[SUPPLIED DATA Boundary: Start]

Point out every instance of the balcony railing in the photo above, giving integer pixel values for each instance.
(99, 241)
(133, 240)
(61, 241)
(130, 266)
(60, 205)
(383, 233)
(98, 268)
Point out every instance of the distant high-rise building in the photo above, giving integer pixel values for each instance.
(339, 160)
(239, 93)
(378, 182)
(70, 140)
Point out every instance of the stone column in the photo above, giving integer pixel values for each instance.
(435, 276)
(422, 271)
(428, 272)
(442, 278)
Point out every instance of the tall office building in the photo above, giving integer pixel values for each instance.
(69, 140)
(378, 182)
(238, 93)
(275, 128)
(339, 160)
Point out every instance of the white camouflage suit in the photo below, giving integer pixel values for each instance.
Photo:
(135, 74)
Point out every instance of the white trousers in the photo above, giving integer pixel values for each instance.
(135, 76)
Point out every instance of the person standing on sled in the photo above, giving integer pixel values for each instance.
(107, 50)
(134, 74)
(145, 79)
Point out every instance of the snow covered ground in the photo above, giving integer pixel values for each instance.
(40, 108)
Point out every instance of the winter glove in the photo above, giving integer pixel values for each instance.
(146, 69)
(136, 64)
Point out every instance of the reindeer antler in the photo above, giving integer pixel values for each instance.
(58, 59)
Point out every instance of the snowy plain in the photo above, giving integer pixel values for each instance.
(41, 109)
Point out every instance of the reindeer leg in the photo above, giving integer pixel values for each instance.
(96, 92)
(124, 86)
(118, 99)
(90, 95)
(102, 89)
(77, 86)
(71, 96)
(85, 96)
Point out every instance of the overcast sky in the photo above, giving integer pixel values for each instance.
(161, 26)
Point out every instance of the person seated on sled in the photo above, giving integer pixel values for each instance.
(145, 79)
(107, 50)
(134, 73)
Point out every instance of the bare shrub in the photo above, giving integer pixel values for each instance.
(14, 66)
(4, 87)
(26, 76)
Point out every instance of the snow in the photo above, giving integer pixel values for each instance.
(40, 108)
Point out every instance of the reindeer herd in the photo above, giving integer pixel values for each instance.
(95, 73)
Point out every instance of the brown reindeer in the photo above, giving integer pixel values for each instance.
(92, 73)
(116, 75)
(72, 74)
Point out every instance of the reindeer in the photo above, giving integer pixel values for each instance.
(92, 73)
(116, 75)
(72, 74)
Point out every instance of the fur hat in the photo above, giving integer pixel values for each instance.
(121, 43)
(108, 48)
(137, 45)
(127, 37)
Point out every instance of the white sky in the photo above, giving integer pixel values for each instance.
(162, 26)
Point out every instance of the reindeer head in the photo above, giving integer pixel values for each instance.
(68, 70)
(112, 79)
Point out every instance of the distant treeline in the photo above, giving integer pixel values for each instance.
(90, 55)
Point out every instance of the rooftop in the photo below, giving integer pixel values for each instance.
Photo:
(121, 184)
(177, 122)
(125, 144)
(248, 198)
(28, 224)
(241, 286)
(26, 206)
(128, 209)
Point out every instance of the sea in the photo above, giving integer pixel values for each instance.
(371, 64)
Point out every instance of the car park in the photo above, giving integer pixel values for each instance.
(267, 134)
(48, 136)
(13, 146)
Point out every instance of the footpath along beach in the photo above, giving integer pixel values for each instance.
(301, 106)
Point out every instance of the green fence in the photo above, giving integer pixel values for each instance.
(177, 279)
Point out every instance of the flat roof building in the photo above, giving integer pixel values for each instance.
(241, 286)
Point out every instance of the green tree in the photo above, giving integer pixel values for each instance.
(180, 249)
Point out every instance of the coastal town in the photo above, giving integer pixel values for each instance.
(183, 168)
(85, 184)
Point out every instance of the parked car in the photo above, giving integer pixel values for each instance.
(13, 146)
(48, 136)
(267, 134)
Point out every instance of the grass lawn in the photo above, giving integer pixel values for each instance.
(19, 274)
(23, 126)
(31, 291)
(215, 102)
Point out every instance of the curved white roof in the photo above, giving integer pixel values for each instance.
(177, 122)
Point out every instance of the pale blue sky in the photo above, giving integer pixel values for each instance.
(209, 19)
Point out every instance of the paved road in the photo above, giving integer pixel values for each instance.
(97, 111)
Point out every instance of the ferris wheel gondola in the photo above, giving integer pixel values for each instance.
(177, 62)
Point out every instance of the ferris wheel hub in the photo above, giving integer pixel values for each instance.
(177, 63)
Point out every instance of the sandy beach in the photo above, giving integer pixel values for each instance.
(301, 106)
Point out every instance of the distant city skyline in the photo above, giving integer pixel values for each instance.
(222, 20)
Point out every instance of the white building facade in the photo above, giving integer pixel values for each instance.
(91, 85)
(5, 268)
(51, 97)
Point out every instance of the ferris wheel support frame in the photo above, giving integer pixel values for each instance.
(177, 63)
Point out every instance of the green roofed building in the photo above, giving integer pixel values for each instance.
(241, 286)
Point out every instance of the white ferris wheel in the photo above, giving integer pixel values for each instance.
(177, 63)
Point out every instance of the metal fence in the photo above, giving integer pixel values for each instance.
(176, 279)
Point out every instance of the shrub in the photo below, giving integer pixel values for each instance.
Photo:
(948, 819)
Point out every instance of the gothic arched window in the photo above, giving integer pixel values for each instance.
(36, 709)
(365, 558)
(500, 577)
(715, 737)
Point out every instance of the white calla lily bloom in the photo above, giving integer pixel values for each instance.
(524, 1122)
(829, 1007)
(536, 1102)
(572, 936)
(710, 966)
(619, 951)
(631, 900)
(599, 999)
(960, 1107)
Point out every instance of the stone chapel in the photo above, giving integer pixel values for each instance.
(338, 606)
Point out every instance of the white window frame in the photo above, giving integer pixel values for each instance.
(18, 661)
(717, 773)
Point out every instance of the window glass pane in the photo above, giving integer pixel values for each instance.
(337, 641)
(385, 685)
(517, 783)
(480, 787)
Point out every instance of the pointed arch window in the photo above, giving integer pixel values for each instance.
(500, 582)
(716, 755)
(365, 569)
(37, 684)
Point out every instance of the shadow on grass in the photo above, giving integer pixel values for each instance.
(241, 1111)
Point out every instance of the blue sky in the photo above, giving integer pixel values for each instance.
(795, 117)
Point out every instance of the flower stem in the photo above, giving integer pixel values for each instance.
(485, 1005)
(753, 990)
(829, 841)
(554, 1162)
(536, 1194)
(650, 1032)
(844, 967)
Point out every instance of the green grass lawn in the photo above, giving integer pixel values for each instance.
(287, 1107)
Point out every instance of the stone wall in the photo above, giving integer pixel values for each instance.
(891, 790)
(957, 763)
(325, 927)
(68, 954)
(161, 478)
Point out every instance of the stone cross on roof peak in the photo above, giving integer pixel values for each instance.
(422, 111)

[SUPPLIED DATA Boundary: End]

◆ WHAT IS REQUIRED: Which lines above include the word "below"? Show each one.

◆ THE COMPLETED TASK:
Point out every instance of the white camouflage suit in the photo below, giving integer pixel values for each instance.
Point out every instance of the rooftop in the photo below, giving integer pixel values for each instance.
Point out every instance of the shrub in the photo below, giving integer pixel values for each instance.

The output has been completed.